**WHAT THE EXERCISE ASKS:** The records below are to be written out exactly, with every picture omitted.

**DATASET ENTRIES:**
Content starts

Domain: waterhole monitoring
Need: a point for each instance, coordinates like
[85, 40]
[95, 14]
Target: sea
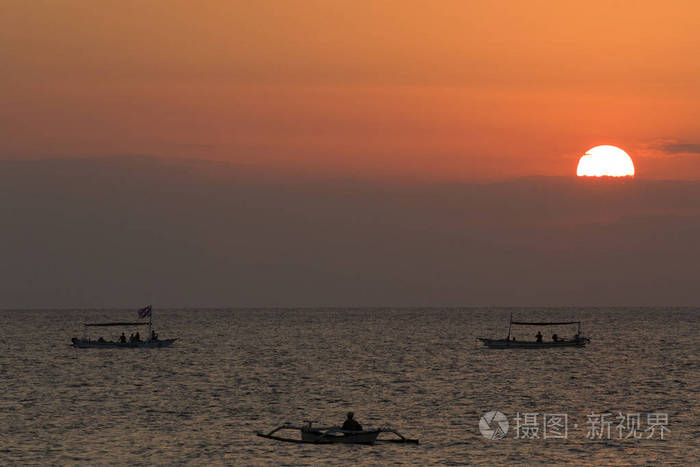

Content ends

**SOLUTION BELOW:**
Domain: waterhole monitoring
Need: a point for each instance, coordinates like
[85, 40]
[95, 14]
Target: sea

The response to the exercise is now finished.